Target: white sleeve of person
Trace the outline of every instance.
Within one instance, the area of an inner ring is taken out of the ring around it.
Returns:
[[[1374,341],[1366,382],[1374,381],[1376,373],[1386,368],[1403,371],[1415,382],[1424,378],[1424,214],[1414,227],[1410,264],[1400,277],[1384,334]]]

◆ WHAT THIS TASK INVOLVES
Write out all the rows above without changing a single character.

◆ TASK ANSWER
Target: white sleeve of person
Trace the outline of every instance.
Within one instance, the area of an inner ring is taken out of the ring around it.
Returns:
[[[1374,341],[1366,382],[1374,381],[1376,373],[1386,368],[1403,371],[1415,382],[1424,378],[1424,214],[1414,227],[1410,264],[1400,277],[1384,334]]]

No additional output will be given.